DIRECTIONS ▸ Extract every line of the listing below that contains the string "gray" and copy each one verbatim.

RECORDS SUPPLIED ▸
·····

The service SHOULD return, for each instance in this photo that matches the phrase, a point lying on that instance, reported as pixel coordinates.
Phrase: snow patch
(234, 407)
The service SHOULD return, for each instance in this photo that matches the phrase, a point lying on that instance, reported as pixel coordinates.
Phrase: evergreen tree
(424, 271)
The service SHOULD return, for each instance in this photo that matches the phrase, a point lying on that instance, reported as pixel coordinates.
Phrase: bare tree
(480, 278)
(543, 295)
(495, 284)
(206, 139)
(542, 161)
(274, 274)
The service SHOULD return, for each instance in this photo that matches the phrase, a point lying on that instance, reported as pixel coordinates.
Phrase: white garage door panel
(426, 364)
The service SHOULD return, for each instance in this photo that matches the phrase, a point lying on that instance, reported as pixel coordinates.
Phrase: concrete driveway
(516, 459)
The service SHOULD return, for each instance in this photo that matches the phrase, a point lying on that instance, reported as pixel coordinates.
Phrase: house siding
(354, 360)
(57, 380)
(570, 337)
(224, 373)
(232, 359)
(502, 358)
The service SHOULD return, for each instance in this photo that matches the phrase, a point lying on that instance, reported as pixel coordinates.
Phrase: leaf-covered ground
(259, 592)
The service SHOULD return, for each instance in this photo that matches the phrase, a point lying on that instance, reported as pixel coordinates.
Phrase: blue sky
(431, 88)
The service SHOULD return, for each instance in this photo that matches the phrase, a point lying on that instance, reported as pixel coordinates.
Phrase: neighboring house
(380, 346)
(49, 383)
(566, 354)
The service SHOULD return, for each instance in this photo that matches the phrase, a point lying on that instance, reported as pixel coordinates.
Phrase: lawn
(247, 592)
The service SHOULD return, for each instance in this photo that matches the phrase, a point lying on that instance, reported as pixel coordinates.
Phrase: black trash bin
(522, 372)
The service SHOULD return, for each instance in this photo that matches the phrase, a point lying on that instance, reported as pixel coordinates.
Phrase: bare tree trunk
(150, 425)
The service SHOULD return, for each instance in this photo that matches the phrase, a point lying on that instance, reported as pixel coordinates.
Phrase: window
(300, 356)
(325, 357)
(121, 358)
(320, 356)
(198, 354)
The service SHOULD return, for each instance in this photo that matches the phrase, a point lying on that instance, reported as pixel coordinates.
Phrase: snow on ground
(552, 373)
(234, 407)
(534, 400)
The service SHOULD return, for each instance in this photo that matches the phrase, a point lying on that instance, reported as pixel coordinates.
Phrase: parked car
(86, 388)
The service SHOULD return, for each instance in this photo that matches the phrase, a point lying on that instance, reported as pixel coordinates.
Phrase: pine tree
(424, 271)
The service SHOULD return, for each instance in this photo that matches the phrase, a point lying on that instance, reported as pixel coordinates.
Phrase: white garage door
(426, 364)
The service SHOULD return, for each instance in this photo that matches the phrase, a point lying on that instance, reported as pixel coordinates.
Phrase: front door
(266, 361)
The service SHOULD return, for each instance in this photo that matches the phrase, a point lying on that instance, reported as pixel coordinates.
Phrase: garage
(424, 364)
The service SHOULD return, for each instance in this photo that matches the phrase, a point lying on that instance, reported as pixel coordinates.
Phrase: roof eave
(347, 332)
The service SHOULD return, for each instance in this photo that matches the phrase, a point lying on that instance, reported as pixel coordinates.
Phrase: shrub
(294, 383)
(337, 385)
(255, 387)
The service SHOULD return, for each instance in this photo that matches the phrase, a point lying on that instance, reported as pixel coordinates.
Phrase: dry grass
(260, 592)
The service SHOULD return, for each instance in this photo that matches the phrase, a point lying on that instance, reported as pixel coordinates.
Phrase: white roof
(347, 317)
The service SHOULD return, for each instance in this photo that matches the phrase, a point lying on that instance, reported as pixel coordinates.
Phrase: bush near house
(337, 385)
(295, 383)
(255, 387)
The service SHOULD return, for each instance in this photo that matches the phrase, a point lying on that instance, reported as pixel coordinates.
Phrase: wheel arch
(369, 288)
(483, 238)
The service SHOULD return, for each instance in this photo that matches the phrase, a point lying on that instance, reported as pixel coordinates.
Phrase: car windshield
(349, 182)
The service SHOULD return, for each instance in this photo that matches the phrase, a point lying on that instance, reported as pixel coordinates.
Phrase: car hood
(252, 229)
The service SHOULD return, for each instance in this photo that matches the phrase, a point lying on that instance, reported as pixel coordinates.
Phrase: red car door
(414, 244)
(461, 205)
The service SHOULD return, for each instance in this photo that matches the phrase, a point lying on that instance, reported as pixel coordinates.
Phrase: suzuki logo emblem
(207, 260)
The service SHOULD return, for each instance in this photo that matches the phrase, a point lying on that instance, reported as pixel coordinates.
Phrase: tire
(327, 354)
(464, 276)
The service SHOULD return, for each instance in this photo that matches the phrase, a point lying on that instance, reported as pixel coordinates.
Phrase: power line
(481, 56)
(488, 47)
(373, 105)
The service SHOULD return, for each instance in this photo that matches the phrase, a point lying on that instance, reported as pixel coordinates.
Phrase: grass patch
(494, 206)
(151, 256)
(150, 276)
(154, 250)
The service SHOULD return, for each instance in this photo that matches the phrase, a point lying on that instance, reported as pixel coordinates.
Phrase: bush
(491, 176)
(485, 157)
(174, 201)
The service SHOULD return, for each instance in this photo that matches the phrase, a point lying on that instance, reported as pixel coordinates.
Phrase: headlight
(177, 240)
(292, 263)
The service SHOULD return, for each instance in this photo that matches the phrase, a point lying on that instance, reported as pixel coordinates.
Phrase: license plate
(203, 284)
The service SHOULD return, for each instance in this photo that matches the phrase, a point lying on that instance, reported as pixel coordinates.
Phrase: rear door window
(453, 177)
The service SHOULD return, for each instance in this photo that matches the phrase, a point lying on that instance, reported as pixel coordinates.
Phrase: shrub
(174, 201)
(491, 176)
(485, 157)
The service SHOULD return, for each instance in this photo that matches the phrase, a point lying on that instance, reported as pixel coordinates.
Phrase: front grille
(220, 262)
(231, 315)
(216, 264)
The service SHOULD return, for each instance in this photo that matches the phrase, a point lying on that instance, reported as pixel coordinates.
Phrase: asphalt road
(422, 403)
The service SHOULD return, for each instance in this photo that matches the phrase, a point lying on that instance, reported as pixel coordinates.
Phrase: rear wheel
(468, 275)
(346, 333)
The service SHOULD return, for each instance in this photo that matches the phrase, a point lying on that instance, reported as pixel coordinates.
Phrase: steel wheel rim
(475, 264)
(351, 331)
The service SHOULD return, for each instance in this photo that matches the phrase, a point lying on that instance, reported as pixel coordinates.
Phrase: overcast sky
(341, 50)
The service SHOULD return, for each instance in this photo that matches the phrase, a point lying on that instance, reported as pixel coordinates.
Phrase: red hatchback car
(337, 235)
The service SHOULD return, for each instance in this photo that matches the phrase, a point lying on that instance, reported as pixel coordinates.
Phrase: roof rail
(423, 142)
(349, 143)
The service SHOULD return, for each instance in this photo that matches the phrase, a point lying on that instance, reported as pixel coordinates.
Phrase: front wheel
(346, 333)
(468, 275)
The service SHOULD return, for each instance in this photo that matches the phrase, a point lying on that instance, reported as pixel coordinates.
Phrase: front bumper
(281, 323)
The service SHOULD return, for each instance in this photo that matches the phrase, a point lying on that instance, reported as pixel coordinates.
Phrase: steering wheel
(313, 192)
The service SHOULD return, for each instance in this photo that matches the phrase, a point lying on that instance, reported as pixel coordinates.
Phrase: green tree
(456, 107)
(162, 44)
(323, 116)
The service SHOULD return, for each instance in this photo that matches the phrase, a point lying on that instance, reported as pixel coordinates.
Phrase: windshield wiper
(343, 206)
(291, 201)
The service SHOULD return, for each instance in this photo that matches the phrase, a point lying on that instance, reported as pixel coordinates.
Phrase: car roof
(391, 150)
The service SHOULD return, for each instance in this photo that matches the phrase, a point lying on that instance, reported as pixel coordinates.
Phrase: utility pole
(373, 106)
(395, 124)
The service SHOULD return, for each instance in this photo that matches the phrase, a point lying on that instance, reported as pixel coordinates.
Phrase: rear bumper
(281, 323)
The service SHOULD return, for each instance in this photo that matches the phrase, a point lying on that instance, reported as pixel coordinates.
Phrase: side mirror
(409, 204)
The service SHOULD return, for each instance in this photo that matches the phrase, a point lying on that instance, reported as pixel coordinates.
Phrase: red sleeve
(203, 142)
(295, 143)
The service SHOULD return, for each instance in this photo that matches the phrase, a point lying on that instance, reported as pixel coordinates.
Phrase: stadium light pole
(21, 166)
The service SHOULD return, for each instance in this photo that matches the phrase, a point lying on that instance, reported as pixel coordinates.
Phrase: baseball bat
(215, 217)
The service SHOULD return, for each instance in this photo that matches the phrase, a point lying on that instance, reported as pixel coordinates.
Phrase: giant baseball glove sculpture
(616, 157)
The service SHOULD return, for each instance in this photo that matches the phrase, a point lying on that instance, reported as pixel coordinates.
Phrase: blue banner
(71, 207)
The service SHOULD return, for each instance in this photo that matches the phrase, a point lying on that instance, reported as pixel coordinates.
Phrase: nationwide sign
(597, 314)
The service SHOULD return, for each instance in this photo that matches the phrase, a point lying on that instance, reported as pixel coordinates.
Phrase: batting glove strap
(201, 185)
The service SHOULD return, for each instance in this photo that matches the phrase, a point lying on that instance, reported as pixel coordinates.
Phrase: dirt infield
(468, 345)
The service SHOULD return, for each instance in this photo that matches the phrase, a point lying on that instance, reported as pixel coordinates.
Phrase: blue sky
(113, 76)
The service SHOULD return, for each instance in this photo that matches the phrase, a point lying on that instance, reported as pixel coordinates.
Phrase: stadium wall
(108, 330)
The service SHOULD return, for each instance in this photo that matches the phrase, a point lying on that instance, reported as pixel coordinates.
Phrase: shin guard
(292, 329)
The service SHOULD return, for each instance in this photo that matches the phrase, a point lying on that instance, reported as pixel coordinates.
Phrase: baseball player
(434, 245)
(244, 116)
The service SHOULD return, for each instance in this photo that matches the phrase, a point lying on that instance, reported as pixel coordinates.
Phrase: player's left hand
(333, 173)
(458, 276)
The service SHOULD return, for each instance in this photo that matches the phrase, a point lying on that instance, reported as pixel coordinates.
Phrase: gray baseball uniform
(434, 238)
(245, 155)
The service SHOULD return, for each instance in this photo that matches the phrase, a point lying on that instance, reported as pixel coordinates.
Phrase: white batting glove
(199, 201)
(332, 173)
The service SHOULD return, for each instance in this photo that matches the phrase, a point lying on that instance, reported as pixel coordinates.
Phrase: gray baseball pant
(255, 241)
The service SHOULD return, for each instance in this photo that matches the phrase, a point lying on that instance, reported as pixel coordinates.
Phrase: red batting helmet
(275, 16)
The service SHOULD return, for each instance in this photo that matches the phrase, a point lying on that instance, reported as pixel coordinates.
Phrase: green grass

·····

PROBLEM SOLUTION ▸
Phrase: gray baseball uniform
Phrase: gray baseball pant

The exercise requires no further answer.